> _WHAT THE EXERCISE ASKS_: Quote the lines from the line holding "Find the snow bank" to the very end of the listing, exactly, and no others.

**** THE DATA

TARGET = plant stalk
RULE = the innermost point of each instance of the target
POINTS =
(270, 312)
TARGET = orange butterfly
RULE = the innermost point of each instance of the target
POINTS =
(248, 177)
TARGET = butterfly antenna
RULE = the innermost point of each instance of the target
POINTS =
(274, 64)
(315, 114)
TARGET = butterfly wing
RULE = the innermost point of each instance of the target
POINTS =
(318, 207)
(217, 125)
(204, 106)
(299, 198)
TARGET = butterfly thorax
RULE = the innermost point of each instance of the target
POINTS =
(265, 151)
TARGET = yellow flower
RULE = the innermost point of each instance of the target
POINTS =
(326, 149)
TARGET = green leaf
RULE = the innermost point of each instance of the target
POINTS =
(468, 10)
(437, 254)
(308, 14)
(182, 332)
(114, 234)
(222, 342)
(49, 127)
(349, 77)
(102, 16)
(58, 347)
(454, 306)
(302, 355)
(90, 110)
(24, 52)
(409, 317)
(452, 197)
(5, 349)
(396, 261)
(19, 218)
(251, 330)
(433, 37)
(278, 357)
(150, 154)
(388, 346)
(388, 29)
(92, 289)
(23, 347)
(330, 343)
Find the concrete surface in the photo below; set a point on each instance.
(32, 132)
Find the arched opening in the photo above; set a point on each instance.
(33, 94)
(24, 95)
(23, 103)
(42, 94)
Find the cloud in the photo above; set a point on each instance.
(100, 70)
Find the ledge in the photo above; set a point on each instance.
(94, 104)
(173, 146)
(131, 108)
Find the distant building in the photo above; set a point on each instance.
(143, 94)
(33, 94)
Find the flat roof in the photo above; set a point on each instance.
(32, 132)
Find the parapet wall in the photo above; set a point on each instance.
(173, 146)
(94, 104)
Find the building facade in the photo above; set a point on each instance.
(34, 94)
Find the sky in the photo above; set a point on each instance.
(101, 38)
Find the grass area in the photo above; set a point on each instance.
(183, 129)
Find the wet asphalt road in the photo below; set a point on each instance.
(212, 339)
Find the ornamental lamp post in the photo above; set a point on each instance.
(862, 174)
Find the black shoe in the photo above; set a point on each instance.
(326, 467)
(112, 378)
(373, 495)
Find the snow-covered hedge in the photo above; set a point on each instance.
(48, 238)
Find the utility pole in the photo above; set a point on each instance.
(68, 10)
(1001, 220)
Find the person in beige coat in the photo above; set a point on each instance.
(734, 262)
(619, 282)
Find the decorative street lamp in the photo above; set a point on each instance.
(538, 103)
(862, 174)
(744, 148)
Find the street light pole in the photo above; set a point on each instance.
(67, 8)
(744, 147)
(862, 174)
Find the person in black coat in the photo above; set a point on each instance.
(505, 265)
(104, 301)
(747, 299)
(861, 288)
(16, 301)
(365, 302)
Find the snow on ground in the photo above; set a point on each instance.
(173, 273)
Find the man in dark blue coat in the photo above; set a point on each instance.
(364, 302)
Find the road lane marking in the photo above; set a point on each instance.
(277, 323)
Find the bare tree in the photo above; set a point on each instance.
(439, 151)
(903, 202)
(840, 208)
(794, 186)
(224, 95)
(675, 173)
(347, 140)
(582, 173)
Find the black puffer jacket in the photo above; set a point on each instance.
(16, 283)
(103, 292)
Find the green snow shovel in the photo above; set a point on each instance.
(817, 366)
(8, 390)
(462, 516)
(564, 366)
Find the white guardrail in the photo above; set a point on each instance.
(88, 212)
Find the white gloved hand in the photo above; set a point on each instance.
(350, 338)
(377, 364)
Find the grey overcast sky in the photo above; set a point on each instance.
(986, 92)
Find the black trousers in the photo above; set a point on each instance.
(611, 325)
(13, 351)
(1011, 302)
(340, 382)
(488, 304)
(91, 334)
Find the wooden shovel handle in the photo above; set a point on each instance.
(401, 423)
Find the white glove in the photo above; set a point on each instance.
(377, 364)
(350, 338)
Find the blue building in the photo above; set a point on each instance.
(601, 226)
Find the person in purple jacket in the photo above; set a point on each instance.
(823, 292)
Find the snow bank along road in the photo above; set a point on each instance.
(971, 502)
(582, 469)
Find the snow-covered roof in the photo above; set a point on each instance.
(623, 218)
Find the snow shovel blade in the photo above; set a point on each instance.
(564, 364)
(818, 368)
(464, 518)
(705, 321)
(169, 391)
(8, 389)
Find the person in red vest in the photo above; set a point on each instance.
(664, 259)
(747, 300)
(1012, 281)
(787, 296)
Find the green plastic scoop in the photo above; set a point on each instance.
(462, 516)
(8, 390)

********

> _REPLY TO THE EXERCISE_:
Find the snow bank along road in the photo above; set a point on each instance.
(971, 502)
(582, 469)
Find the snow-covered roof in the photo above; set a point on each instance.
(623, 218)
Find the snow shovel blade in the photo above; set a point on each instance.
(564, 364)
(818, 368)
(464, 518)
(705, 321)
(169, 391)
(8, 389)
Find the person in red vest in the photo above; set a point on each instance.
(664, 259)
(747, 300)
(1012, 281)
(787, 296)
Find the green plastic scoop in the photo above; set a point on each instance.
(462, 516)
(8, 390)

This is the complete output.